--- Begin INPUT ROWS ---

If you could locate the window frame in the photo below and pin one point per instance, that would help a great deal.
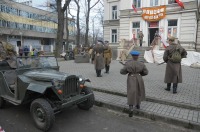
(137, 3)
(172, 28)
(136, 29)
(154, 1)
(114, 13)
(114, 35)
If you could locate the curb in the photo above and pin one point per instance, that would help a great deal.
(141, 113)
(151, 99)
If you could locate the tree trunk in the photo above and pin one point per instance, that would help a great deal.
(78, 24)
(67, 33)
(87, 24)
(59, 41)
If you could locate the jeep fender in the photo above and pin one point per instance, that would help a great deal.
(39, 88)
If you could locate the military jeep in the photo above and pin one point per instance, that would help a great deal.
(38, 82)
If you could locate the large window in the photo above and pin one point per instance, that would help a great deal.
(153, 2)
(137, 3)
(135, 29)
(114, 12)
(171, 1)
(172, 28)
(114, 35)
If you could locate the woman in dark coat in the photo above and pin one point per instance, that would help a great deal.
(135, 83)
(173, 72)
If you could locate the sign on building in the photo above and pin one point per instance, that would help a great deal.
(154, 13)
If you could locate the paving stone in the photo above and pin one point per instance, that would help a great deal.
(188, 91)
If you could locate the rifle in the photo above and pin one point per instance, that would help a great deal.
(161, 63)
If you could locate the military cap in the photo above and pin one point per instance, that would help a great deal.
(171, 38)
(135, 53)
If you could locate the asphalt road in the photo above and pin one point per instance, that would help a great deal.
(17, 119)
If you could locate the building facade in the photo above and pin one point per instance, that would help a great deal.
(34, 27)
(122, 21)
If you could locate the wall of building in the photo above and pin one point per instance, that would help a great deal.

--- End INPUT ROWS ---

_TASK INSTRUCTIONS_: Copy the material exactly. Do not include the pictures.

_FULL OUTPUT_:
If you could locate the window frame in the photo below and pin one point per instance, that would help a great deal.
(137, 3)
(172, 28)
(136, 29)
(154, 1)
(114, 13)
(114, 35)
If you could locate the curb in the photo above and pin one point per instance, that would help a great deal.
(141, 113)
(151, 99)
If you could locate the tree trunk in the photo above and pin one point per instance, that would help a great deal.
(78, 24)
(67, 33)
(87, 24)
(59, 41)
If you could locate the jeep fender in the photo above and pin one point per instance, that would help a great deal.
(39, 88)
If you could locate the military jeep in the photo above and pin one point per instance, that would help a great deal.
(38, 82)
If you could locate the large window in the photo above and pin one point per instance, that would help a great deal.
(153, 2)
(137, 3)
(135, 29)
(114, 12)
(171, 1)
(172, 28)
(114, 35)
If you could locate the woman in dark coat in the photo above and pin one point per instance, that would help a great deal.
(135, 83)
(173, 72)
If you could locate the sign on building in the photo above and pin one point per instance, that would help a great deal.
(154, 13)
If you could locate the paving stone in the photo above and pin one point per instance, that would help a great deal.
(188, 91)
If you could locate the rifle in the photo above and pin one point per instance, that would help a great deal.
(161, 63)
If you could locate the military cap in the photo above and pin one point per instance, that would help a great deal.
(171, 38)
(135, 53)
If you could locate the asphalt road in the photo above and pin one point per instance, that would help a great deal.
(17, 119)
If you could locate the building facade in the photo above and pin one point per instance, that would help a great deal.
(34, 27)
(122, 21)
If you could locate the wall of building in the photo above and pin one point per instance, that would help a great deal.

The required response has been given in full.